- Opening Delimiter -
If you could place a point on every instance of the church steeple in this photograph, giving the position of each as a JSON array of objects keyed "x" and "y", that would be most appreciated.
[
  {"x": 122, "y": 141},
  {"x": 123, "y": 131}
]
- Closing Delimiter -
INSTRUCTIONS TO FOLLOW: The complete listing is to be repeated word for word.

ANSWER SECTION:
If you could place a point on every instance of the church steeple in this photograph, giving the position of each as a JSON array of objects keyed "x" and "y", that would be most appreciated.
[
  {"x": 122, "y": 141},
  {"x": 123, "y": 131}
]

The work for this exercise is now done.